# What you will do
(a) In the ear facts post, where are the three smallest bones in the human body located?
(b) Extract the part of the ear facts post between "December 8, 2016" and "the outer ears.", inclusive, with its wording unchanged.

# Excerpted text
# # #

PRPG:
Interesting Ear Facts

Can You Hear These Ear Facts?

December 8, 2016

December 8th is “Take it in the Ear Day,” one of those weird, silly “holidays” that float around the Internet. We don’t really know what this one is supposed to mean…so here are just some interesting facts about the ear and hearing.
Interesting Ear Facts

  • Your ear isn’t really your ear. Well, not totally. Medically speaking, your ear, where all the hearing function occurs, happens in the middle ear and the inner ear, the parts of the ear that are safely tucked away inside of your head. The floppy skin things on each side of the head? Those are technically the outer ears.
  • Similarly, when you clean your ears (you do clean your ears, don’t you?), you’re only finishing a job that the body does naturally. Microscopic hairs in the ear canal work to push ear wax out of the important hearing centers and into the cavernous skin folds of the outer ear. (Earwax is created by skin glands in the ear canal to carry dirt and dust out of there.)
  • The three smallest bones in the human body are all located in the middle ear. Named the stapes, malleus, and incus, put together they could all easily fit on top of a dime.

# # #

# Dataset extract
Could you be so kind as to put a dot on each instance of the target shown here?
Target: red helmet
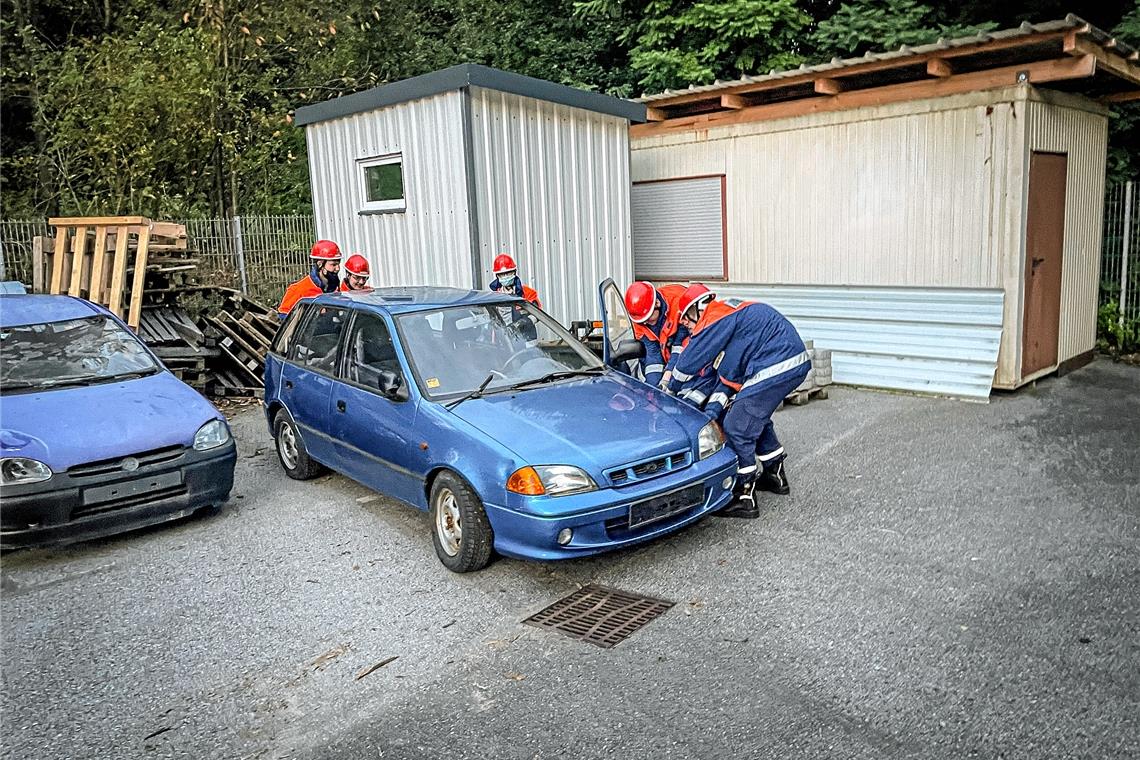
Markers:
(503, 263)
(694, 295)
(357, 264)
(641, 297)
(325, 251)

# # #

# Answers to the problems
(a) In the middle ear.

(b)
December 8, 2016

December 8th is “Take it in the Ear Day,” one of those weird, silly “holidays” that float around the Internet. We don’t really know what this one is supposed to mean…so here are just some interesting facts about the ear and hearing.
Interesting Ear Facts

  • Your ear isn’t really your ear. Well, not totally. Medically speaking, your ear, where all the hearing function occurs, happens in the middle ear and the inner ear, the parts of the ear that are safely tucked away inside of your head. The floppy skin things on each side of the head? Those are technically the outer ears.